▶ Passage to read
※

Richard Sweet, an attorney with the state’s non-partisan Legislative Council, said Wisconsin law probably doesn’t provide sufficient authority for theinsurance commissioner to withhold merger approval based on broad grounds that it might harm the public.
But Jerry Flanagan, health-care advocate for the Santa Monica, Calif.-based Foundation for Taxpayer and Consumer Rights, disagreed. He said Wisconsin’s law clearly provides plenty of room to hold up mergers based on likelihood of passing along “burdensome” merger costs to consumers.
Since the merger approval, Wellpoint has announced rate increases in Wisconsin of 9% to 20% on four of its health programs, which don’t require any state approval. Annual health insurance rate increases are routine, said Eileen Mallow, assistant deputy insurance commissioner for Wisconsin.
“It’s the job of the regulator to protect the interests of the patients,” Flanagan said. Appointed insurance commissioners, such as Gomez, tend to approach mergers very cautiously and take their cues from their boss, the governor, Flanagan said.
Gomez said he considered stepping aside from deciding the Wellpoint-Anthem merger, but decided not to because “I was not ever employed by Wellpoint.”
“There was no conflict,” he said. “There was no financial tie with Wellpoint.” Gomez’s financial disclosure statements filed with the state Ethics Board don’t list any stock or other financial links with the insurance firms.
Doyle has received $47,287 in campaign donations from executives of Blue Cross and its successor firms since he ran for governor in 2002, according to analysis by the non-profit Wisconsin Democracy Campaign.
The governor’s contributions included $1,500 that Wellpoint Chairman and Chief Executive Leonard Schaeffer contributed — part of it just before and part just after the giant merger was considered.
Those donations had no “absolutely” no connection with Wisconsin’s approval of the merger, said Melanie Fonder, a spokeswoman for Doyle.

※

▶ Recorded information
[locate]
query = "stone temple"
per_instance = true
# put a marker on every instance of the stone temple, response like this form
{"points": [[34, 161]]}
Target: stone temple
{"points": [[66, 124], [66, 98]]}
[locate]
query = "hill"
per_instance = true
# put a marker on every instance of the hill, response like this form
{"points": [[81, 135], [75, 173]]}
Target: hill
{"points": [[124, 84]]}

※

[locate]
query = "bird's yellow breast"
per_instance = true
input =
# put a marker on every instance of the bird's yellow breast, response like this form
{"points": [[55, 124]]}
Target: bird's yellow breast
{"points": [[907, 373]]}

※

▶ Work order
In the article on the Wellpoint-Anthem merger, what rate increases did Wellpoint announce in Wisconsin after the merger was approved?

▶ Response to this task
Increases of 9% to 20% on four of its health programs.